# [DATASET RECORDS]
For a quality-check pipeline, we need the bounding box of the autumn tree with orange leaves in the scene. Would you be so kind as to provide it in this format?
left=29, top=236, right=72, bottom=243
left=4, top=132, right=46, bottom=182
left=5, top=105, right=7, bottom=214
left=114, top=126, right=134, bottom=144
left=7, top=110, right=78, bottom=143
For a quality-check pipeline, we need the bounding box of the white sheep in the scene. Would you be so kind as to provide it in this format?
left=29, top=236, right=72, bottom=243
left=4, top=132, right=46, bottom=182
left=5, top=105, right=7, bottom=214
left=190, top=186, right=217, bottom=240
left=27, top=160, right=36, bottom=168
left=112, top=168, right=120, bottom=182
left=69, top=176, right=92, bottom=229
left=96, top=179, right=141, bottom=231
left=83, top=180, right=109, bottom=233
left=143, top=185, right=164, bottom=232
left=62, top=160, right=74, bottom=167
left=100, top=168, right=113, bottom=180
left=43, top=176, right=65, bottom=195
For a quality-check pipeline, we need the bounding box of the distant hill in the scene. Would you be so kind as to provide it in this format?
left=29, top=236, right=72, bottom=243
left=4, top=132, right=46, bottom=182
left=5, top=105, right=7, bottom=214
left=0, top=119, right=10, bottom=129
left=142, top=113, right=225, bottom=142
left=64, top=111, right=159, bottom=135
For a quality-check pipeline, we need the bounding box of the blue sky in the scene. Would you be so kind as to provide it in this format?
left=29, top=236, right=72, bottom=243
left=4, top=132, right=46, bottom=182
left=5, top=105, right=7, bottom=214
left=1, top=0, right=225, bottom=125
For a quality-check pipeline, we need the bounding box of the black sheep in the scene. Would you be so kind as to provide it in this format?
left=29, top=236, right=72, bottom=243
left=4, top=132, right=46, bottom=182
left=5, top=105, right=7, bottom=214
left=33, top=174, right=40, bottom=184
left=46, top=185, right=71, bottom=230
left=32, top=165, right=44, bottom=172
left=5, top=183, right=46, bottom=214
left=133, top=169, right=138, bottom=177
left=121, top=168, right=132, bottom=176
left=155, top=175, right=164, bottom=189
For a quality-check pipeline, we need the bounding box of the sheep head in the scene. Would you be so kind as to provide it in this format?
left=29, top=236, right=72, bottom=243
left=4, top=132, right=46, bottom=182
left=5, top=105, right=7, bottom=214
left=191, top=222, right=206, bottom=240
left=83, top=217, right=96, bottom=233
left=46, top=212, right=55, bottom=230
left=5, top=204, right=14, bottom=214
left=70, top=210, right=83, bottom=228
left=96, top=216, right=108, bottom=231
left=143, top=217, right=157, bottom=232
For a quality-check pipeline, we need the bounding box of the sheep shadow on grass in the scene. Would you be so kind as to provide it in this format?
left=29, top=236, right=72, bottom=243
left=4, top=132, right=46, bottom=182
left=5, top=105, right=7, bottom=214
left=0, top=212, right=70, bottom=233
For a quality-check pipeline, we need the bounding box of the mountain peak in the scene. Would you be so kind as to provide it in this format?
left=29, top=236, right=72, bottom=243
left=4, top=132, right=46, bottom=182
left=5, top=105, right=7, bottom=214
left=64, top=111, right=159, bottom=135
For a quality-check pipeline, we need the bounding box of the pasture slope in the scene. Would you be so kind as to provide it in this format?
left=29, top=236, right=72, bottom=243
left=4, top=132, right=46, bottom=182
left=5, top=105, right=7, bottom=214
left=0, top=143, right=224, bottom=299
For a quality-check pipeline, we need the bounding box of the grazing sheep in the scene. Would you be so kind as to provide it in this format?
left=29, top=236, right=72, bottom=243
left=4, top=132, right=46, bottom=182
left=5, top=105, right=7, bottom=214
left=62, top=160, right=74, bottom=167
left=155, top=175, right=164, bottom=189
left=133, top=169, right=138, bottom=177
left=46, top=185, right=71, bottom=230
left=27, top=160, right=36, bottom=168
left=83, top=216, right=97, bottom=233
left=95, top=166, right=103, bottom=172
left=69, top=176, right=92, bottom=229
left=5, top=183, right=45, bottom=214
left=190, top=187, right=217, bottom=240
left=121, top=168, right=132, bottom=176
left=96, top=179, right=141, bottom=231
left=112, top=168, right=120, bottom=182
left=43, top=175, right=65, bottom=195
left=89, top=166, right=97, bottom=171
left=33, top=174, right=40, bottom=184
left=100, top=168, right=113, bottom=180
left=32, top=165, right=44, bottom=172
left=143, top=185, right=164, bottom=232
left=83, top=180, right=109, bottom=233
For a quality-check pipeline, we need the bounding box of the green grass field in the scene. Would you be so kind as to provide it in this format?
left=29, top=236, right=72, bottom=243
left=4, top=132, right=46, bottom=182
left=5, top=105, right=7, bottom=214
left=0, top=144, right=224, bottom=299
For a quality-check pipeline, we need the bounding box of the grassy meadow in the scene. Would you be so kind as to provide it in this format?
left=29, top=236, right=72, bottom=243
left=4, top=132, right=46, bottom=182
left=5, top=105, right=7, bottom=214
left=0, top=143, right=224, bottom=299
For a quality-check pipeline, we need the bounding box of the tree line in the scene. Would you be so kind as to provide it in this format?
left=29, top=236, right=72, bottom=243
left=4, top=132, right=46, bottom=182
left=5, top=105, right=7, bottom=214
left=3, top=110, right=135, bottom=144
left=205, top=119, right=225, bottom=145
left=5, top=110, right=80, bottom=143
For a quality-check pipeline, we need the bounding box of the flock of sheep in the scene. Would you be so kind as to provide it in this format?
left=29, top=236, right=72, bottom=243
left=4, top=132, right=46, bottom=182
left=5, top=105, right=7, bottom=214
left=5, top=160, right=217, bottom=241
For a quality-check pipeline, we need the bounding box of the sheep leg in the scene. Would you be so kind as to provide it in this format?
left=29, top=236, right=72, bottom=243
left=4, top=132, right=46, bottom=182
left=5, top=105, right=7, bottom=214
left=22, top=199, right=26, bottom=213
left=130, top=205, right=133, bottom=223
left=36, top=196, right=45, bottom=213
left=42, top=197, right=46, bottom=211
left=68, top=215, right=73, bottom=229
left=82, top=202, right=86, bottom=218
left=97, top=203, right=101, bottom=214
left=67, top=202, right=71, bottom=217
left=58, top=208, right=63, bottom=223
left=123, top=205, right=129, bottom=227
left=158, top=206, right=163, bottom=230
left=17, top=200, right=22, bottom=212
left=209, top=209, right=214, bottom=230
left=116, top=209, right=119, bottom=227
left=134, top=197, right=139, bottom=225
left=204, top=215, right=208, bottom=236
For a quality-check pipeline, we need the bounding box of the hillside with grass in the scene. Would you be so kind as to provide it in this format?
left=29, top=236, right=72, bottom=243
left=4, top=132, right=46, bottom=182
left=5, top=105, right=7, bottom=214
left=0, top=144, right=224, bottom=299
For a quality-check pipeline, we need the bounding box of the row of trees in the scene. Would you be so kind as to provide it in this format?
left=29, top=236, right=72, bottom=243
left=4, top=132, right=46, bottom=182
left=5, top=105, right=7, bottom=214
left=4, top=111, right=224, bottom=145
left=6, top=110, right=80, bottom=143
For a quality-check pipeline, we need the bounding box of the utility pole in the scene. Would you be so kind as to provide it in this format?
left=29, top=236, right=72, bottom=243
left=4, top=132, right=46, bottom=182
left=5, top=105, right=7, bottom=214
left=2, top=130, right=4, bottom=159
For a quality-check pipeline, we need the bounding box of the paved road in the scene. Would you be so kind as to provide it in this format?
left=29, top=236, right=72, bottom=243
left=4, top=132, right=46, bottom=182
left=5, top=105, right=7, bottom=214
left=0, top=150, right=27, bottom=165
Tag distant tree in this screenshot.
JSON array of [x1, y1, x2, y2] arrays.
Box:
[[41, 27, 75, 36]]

# [WHAT YOU WILL DO]
Without changing a single word, reproduce the entries above.

# [RESPONSE TO THE TASK]
For a quality-check pipeline, we need the bounding box of the autumn tree with orange leaves in the scene. Would you be so kind as to provide it in this format?
left=29, top=236, right=72, bottom=243
left=4, top=132, right=46, bottom=182
left=5, top=105, right=7, bottom=214
left=114, top=126, right=134, bottom=144
left=7, top=110, right=78, bottom=143
For a quality-check pipeline, we need the bounding box of the white sheep in the scene. Would you be so kind as to provide it in this format?
left=29, top=236, right=72, bottom=243
left=4, top=132, right=46, bottom=182
left=5, top=105, right=7, bottom=214
left=190, top=186, right=217, bottom=240
left=27, top=160, right=36, bottom=168
left=112, top=168, right=120, bottom=182
left=69, top=176, right=92, bottom=229
left=96, top=179, right=141, bottom=231
left=83, top=180, right=109, bottom=233
left=143, top=185, right=164, bottom=232
left=62, top=160, right=74, bottom=167
left=100, top=168, right=113, bottom=180
left=43, top=176, right=65, bottom=195
For a quality-check pipeline, we need the bounding box of the distant hill in the scene. Would you be so kind as to provide it in this format?
left=29, top=236, right=72, bottom=243
left=4, top=132, right=46, bottom=182
left=5, top=105, right=7, bottom=214
left=0, top=119, right=10, bottom=129
left=142, top=113, right=225, bottom=142
left=64, top=111, right=159, bottom=135
For a quality-check pipeline, we need the bounding box of the blue sky in the scene. Would you be so kind as to provide it in this format?
left=29, top=236, right=72, bottom=243
left=4, top=132, right=46, bottom=182
left=5, top=105, right=7, bottom=214
left=1, top=0, right=225, bottom=125
For a quality-check pipeline, we need the bounding box of the black sheep in the scene. Would you be so kind as to provide it in this format?
left=29, top=236, right=72, bottom=243
left=4, top=132, right=46, bottom=182
left=5, top=105, right=7, bottom=214
left=33, top=174, right=40, bottom=184
left=46, top=185, right=71, bottom=230
left=32, top=165, right=44, bottom=172
left=5, top=183, right=46, bottom=214
left=133, top=169, right=138, bottom=177
left=121, top=168, right=132, bottom=176
left=155, top=175, right=164, bottom=189
For a quality-check pipeline, we need the bounding box of the sheep head in the scene. Would you be so kind as to provide it in this format?
left=29, top=236, right=72, bottom=243
left=4, top=132, right=46, bottom=182
left=5, top=105, right=7, bottom=214
left=191, top=222, right=206, bottom=240
left=83, top=217, right=96, bottom=233
left=46, top=212, right=55, bottom=230
left=5, top=204, right=14, bottom=214
left=70, top=210, right=83, bottom=228
left=96, top=216, right=108, bottom=231
left=143, top=217, right=157, bottom=232
For a quality-check pipeline, we need the bounding box of the sheep shadow on grass in the scene. Would you be so kind as to provide it in this format?
left=29, top=236, right=72, bottom=243
left=4, top=132, right=46, bottom=182
left=5, top=105, right=7, bottom=214
left=0, top=212, right=70, bottom=233
For a quality-check pipeline, we need the bounding box of the mountain peak in the scene. Would you be so kind as to provide it in this format?
left=29, top=236, right=72, bottom=243
left=4, top=132, right=46, bottom=182
left=5, top=105, right=7, bottom=214
left=64, top=111, right=159, bottom=135
For a quality-check pipeline, we need the bounding box of the pasture slope in the scene. Would you be so kind as to provide it in this format?
left=29, top=236, right=72, bottom=243
left=4, top=132, right=46, bottom=182
left=5, top=105, right=7, bottom=214
left=0, top=143, right=224, bottom=299
For a quality-check pipeline, we need the bounding box of the grazing sheep in the scene. Would you be so kind as to provide it in this format?
left=29, top=236, right=72, bottom=243
left=4, top=132, right=46, bottom=182
left=5, top=105, right=7, bottom=214
left=62, top=160, right=74, bottom=167
left=155, top=175, right=164, bottom=189
left=133, top=169, right=138, bottom=177
left=46, top=185, right=71, bottom=230
left=27, top=160, right=36, bottom=168
left=83, top=216, right=97, bottom=233
left=95, top=166, right=103, bottom=172
left=69, top=176, right=92, bottom=229
left=5, top=183, right=45, bottom=214
left=190, top=187, right=217, bottom=240
left=121, top=168, right=132, bottom=176
left=96, top=179, right=141, bottom=231
left=112, top=168, right=120, bottom=182
left=43, top=175, right=65, bottom=195
left=89, top=166, right=97, bottom=171
left=33, top=174, right=40, bottom=184
left=100, top=168, right=113, bottom=180
left=32, top=165, right=44, bottom=172
left=143, top=185, right=164, bottom=232
left=83, top=180, right=109, bottom=233
For a quality-check pipeline, we need the bounding box of the green grass field in the scene. Would you be so kind as to provide it in this format?
left=29, top=236, right=72, bottom=243
left=4, top=132, right=46, bottom=182
left=5, top=105, right=7, bottom=214
left=0, top=144, right=224, bottom=299
For a quality-check pipeline, we need the bounding box of the grassy meadow in the scene. Would you be so kind as to provide it in this format?
left=29, top=236, right=72, bottom=243
left=4, top=132, right=46, bottom=182
left=5, top=105, right=7, bottom=214
left=0, top=143, right=224, bottom=299
For a quality-check pipeline, we need the bounding box of the tree line in the scene. Would you be so kind as to provide it in this format?
left=29, top=236, right=72, bottom=243
left=4, top=132, right=46, bottom=182
left=5, top=105, right=7, bottom=214
left=3, top=110, right=135, bottom=144
left=205, top=119, right=225, bottom=145
left=5, top=110, right=80, bottom=143
For a quality-check pipeline, we need the bounding box of the flock of sheep in the scene. Would you be so kind as to provide it in this format?
left=29, top=236, right=72, bottom=243
left=4, top=132, right=46, bottom=182
left=5, top=105, right=7, bottom=214
left=5, top=160, right=217, bottom=241
For a quality-check pipeline, we need the bounding box of the sheep leg in the scene. Would you be so kind as to provide it in this format?
left=29, top=236, right=72, bottom=243
left=4, top=132, right=46, bottom=182
left=5, top=105, right=7, bottom=214
left=22, top=199, right=26, bottom=213
left=130, top=205, right=133, bottom=223
left=36, top=196, right=45, bottom=213
left=42, top=197, right=46, bottom=211
left=68, top=215, right=73, bottom=229
left=82, top=202, right=86, bottom=218
left=97, top=203, right=101, bottom=214
left=67, top=202, right=71, bottom=217
left=58, top=208, right=63, bottom=223
left=123, top=205, right=129, bottom=227
left=158, top=206, right=163, bottom=230
left=17, top=200, right=22, bottom=212
left=209, top=209, right=214, bottom=230
left=116, top=209, right=119, bottom=227
left=134, top=197, right=139, bottom=225
left=204, top=215, right=208, bottom=236
For a quality-check pipeline, we need the bounding box of the hillside with grass in the scene. Would you be so kind as to provide it in this format?
left=29, top=236, right=72, bottom=243
left=4, top=132, right=46, bottom=182
left=5, top=105, right=7, bottom=214
left=0, top=144, right=224, bottom=299
For a quality-check pipeline, we need the bounding box of the row of trees in the scene. Would you be so kind as to provide it in this format?
left=29, top=236, right=72, bottom=243
left=4, top=132, right=46, bottom=182
left=5, top=105, right=7, bottom=214
left=4, top=111, right=224, bottom=145
left=6, top=110, right=80, bottom=143
For a quality-check pipeline, we need the bounding box of the utility pole in the scene. Would you be so kind as to provide it in this format?
left=29, top=236, right=72, bottom=243
left=4, top=132, right=46, bottom=182
left=5, top=105, right=7, bottom=214
left=2, top=130, right=4, bottom=159
For a quality-check pipeline, we need the bounding box of the paved road in the scene. Would you be so kind as to provide it in this format?
left=29, top=236, right=72, bottom=243
left=4, top=132, right=46, bottom=182
left=5, top=105, right=7, bottom=214
left=0, top=150, right=27, bottom=165
Tag distant tree in this screenshot.
JSON array of [x1, y1, x2, y2] arrays.
Box:
[[41, 27, 75, 36]]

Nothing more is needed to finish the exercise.